▸ Work instruction:
Search the material for the word "sofa" and copy each line that holds it.
(Records shown)
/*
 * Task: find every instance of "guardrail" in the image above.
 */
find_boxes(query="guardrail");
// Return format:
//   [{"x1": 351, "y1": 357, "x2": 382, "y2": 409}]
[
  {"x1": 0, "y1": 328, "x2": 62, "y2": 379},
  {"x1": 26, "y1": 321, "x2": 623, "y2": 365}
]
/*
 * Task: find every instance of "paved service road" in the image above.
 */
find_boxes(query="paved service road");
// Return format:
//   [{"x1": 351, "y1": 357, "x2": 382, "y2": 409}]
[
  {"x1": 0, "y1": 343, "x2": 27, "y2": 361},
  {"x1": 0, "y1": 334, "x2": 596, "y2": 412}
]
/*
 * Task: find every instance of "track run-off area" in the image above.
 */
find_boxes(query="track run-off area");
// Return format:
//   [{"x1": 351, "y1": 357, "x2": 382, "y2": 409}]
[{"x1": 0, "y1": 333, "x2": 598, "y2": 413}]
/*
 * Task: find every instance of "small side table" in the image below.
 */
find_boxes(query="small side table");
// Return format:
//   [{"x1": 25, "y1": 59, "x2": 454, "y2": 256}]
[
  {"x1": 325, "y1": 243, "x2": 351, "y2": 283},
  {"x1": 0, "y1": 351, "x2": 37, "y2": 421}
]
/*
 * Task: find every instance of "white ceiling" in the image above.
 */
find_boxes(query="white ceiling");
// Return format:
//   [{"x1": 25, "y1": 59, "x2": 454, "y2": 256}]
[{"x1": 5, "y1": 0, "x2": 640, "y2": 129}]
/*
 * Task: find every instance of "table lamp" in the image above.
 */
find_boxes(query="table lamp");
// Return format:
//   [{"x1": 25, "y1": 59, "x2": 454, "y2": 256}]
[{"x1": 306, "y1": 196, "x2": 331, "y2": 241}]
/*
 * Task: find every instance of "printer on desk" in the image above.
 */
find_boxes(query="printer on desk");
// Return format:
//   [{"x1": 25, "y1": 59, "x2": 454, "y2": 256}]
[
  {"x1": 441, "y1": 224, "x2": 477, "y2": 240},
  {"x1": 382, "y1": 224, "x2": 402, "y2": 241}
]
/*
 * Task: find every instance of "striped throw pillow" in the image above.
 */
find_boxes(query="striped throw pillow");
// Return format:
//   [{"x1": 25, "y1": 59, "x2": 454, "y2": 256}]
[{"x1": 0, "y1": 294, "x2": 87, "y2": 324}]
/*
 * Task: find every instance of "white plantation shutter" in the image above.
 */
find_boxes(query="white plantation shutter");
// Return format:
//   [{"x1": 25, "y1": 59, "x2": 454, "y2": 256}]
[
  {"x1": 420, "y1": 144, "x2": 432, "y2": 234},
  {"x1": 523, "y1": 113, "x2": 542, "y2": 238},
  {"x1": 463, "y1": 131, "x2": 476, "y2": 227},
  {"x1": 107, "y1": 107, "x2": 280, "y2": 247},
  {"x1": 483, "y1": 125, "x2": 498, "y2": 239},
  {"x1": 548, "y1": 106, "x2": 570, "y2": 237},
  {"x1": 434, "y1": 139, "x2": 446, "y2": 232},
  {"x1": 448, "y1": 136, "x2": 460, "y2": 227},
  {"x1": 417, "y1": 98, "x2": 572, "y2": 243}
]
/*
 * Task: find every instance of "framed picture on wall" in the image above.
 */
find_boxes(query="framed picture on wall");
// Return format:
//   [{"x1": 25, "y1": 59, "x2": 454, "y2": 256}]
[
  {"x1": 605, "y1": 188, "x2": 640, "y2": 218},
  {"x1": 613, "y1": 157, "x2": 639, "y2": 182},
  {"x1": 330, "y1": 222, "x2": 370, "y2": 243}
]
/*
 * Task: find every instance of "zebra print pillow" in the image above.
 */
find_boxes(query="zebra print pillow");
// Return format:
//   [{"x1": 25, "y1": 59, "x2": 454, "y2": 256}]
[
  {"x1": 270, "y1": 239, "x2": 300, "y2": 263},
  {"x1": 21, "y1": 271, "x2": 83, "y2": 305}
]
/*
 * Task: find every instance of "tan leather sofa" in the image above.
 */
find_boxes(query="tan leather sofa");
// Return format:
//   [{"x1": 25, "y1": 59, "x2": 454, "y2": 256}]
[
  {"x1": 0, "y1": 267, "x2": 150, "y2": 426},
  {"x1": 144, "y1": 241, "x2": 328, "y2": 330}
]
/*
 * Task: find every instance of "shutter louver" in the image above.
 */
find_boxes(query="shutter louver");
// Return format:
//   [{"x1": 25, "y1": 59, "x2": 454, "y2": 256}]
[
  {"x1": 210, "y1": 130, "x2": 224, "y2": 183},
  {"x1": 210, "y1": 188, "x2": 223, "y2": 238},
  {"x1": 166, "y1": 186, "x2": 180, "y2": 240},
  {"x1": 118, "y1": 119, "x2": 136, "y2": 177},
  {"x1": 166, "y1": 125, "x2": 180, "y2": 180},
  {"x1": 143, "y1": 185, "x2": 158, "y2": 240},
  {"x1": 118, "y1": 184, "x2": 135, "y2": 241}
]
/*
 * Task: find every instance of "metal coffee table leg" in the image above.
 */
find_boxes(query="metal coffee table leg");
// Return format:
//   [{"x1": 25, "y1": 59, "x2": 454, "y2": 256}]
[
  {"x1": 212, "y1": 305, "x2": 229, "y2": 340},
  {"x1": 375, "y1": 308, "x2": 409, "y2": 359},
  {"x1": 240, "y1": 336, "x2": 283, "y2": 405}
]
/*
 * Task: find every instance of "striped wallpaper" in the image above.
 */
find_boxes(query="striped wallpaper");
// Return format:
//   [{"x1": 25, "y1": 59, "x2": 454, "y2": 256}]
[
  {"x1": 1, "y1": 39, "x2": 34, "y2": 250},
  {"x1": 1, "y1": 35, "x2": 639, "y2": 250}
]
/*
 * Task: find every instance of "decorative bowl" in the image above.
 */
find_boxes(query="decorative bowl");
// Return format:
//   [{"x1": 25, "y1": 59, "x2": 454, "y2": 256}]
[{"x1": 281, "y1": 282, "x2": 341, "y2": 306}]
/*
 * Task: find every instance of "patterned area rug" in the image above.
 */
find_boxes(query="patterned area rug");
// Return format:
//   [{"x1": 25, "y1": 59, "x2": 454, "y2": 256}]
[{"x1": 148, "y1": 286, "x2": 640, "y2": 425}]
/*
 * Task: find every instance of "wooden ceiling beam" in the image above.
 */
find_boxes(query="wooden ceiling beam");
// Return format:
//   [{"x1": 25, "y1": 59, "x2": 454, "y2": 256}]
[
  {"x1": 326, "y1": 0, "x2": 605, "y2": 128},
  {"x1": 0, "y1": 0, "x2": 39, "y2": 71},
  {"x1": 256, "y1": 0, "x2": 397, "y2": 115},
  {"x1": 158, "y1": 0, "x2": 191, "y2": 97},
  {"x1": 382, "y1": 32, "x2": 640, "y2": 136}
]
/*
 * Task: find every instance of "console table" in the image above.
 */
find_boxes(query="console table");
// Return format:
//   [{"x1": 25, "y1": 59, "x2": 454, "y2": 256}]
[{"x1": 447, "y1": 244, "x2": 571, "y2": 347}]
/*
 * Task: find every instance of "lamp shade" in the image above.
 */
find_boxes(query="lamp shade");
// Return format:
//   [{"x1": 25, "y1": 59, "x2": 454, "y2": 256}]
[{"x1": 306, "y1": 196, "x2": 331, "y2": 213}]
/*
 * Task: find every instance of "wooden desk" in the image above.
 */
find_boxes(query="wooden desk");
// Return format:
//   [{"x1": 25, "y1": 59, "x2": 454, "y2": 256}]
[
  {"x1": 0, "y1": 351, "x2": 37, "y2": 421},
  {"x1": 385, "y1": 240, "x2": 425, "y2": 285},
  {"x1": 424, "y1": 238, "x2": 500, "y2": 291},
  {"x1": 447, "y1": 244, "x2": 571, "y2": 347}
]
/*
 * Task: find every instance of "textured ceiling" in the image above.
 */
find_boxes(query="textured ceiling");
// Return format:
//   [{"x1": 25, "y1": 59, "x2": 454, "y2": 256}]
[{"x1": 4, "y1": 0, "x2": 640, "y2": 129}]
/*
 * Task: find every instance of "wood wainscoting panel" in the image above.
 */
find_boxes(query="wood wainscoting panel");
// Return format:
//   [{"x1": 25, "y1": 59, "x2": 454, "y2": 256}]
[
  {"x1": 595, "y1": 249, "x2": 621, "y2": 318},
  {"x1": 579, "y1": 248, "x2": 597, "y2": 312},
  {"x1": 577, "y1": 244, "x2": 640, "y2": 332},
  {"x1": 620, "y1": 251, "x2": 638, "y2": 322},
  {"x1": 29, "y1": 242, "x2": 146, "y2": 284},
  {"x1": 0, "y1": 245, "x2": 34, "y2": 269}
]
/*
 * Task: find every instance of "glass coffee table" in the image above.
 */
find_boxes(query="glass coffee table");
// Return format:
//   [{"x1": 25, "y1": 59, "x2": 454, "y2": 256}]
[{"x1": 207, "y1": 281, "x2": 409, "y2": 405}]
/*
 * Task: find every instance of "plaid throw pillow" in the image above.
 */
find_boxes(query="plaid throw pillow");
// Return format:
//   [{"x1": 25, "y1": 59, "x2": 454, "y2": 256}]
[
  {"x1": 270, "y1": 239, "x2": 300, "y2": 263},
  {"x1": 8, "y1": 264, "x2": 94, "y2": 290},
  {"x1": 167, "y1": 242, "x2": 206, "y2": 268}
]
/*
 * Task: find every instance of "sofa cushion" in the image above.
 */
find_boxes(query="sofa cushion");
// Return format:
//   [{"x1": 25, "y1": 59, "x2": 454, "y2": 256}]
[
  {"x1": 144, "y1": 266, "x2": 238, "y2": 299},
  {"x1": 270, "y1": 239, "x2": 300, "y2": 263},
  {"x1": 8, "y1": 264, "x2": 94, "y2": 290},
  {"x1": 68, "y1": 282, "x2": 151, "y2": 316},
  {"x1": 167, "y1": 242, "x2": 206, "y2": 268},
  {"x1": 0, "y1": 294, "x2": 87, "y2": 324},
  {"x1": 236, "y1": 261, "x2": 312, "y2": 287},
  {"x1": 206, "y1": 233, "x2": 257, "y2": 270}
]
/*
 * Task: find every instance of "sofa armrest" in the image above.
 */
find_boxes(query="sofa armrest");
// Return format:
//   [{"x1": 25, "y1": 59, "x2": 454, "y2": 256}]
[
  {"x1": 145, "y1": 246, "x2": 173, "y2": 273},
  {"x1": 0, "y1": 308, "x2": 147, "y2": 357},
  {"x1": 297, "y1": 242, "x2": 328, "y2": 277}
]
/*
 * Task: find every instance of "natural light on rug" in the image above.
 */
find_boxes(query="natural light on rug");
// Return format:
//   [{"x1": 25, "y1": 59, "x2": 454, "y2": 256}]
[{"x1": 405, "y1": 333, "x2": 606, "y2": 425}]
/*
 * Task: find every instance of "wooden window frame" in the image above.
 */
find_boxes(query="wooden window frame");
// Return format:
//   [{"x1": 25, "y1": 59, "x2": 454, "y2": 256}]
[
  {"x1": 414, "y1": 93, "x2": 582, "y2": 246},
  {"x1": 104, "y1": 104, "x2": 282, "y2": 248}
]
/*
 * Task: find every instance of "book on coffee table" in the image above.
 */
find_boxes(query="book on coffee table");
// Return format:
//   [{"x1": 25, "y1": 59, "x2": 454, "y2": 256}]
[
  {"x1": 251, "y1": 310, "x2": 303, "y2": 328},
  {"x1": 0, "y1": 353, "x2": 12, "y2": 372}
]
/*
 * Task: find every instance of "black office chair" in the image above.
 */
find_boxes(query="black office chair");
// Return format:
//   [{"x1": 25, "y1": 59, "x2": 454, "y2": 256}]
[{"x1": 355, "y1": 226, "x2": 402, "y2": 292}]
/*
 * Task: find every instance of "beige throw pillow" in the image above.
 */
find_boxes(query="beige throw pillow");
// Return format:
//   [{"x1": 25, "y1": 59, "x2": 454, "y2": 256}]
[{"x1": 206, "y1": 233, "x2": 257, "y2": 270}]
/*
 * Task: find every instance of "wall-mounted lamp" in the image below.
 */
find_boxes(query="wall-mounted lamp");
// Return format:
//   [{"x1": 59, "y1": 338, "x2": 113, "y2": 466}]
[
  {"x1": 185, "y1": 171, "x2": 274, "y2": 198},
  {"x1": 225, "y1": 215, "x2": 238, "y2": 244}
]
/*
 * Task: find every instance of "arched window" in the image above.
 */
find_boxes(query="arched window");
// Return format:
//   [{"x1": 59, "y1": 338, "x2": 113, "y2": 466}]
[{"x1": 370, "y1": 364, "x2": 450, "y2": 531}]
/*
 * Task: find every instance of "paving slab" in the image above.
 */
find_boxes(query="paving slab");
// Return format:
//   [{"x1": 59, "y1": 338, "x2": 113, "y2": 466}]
(End Records shown)
▸ Response to the task:
 * Task: find every instance of "tan leather sofa" in the image above.
find_boxes(query="tan leather sofa");
 * Task: find every instance of "sofa cushion" in the image above.
find_boxes(query="sofa cushion");
 * Task: find every instance of "sofa armrest" in the image above.
find_boxes(query="sofa armrest");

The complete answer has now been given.